*Your tasks*:
**a.** Reproduce the passage of the post on gardening resolutions for 2023 from "This year, I" up to and including "local park gardens.".
**b.** Continue the post on gardening resolutions for 2023, starting right after its final sentence.

*Source document*:
>> Begin

Here are my gardening resolutions for 2023–what are yours?

marigolds in Buffalo Niagara area
Photo by Connie Oswald Stofko

by Connie Oswald Stofko

Landscapes are constantly changing. What you did last year may not be what will work for you this year.

Trees and shrubs get bigger, making your landscape shadier. Or trees and large shrubs are damaged or destroyed during storms such as this year’s November storm or the Snowvember Storm of 2014. The effects may last for years.

I had an arborvitae that was damaged during the 2006 October Storm when a maple tree fell into our yard. The arborvitae was still standing, but was tipped over at a 45-degree angle. My husband, a neighbor and I tied a rope to the arborvitae, pulled it up straight, then staked it. For years it did well. But this spring, standing near the arborvitae, I noticed that when the wind blew, the ground beneath my feet moved–the roots weren’t stable. Since the arborvitae was growing up into the power lines, it seemed best to remove it before it fell.

Now I have a sunnier area and more space for other plants, such as a native shrub and more vegetables. My first resolution is to figure out how to best use that area.

My second resolution is to plant more marigolds.

I love everything about marigolds. There are short, medium and tall varieties of this annual. The flowers are bright yellow or orange or a mixture of colors. Marigolds work just as well in a pot as they do in a garden bed. And the spicy fragrance is a delight.

This year, I didn’t plant any marigolds and I really missed them. I looked longingly at neighbors’ yards where marigolds were still looking fresh in September. And October. And even into November!

I had a different set of resolutions in 2019. I kept those resolutions and it made my gardens more enjoyable. Other Western New York gardeners shared what they were planning to do, too, so make sure you read the comments on that previous article to get some inspiration.

What are your gardening resolutions for 2023? Please leave a comment below.

22 Comments on “Here are my gardening resolutions for 2023–what are yours?

  1. I need to cut back on some garden areas. I currently have 9 separate gardens on 2 acres of land and that takes a lot of edging as well as weeding. When you are younger it’s fine but as you age everything takes more time and energy. I also volunteer in 3 other local park gardens.

>> End

*Listing*:
>> Begin

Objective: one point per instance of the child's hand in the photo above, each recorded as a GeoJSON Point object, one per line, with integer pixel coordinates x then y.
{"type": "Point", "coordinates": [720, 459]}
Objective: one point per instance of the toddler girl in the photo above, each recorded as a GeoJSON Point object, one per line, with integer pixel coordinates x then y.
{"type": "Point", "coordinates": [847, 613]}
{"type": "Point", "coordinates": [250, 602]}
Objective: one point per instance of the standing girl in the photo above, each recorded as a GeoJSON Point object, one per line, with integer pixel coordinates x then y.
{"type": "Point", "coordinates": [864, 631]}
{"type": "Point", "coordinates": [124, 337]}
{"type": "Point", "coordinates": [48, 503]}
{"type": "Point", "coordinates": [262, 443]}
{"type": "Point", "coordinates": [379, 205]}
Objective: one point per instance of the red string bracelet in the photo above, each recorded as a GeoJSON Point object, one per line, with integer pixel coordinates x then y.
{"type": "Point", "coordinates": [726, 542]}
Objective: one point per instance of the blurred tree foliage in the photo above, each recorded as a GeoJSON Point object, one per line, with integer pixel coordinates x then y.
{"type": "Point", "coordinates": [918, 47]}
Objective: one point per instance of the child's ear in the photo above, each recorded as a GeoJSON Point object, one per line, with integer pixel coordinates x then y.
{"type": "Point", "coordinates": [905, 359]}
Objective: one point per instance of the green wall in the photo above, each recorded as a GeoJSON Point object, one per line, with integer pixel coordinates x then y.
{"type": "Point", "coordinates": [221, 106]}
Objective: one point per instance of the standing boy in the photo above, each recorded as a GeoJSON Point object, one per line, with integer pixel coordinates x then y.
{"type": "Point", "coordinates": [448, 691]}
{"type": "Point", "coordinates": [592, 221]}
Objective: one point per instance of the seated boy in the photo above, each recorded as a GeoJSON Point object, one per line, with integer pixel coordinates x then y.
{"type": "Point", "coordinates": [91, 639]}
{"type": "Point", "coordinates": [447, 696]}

>> End

*Written responses*:
**a.**
This year, I didn’t plant any marigolds and I really missed them. I looked longingly at neighbors’ yards where marigolds were still looking fresh in September. And October. And even into November!

I had a different set of resolutions in 2019. I kept those resolutions and it made my gardens more enjoyable. Other Western New York gardeners shared what they were planning to do, too, so make sure you read the comments on that previous article to get some inspiration.

What are your gardening resolutions for 2023? Please leave a comment below.

22 Comments on “Here are my gardening resolutions for 2023–what are yours?

  1. I need to cut back on some garden areas. I currently have 9 separate gardens on 2 acres of land and that takes a lot of edging as well as weeding. When you are younger it’s fine but as you age everything takes more time and energy. I also volunteer in 3 other local park gardens.

**b.**
  2. I plan to develop areas of milk weed where I have tired old plants.
    It’s time to begin replacing some grass areas with clover or wildflowers.
    I learned lessons from that drought last year and intend to monitor watering.
    Just try harder.

  3. Plant more intentionally.
    2 areas of the pool gardens need redoing.
    3 Visit more gardens during July Open Gardens. There are many new ones this year.

  4. I’m going to find a way to increase curb appeal, since my very sweet neighbors with 2 young children have purchased a camper and parked it on the edge of our front yard, blocking the view of our gardens.

  5. I want to learn more about drying all the beautiful plants in my garden and using them as gifts. I’ll grow more that are suitable for drying. I’m enjoying reading seed catalogues right now!

  6. I have just read a small book by Duane Pancoast called The Geriatic Gardener. He has a blog by the same name.
    I had a real tough time this summer finding the strength & stamina to do my usual gardening. Duane has helped me decide to plant this year’s annuals( & maybe more) in pots.

  7. I want to plant more mid to late summer blooms in my gardens. I have beautiful gardens in the spring and full of color but by the end of summer it’s all green with just some splashes of color.

  8. 1. Put less dirt in the patio pots, so the squirrels don’t fling it everywhere quite as much.
    2. Try to transition towards lower maintenance plantings (probably won’t happen).

  9. 1. Remove invasive and non- beneficial plants and shrubs.
    2. Plant more natives.
    3. Add Garden art.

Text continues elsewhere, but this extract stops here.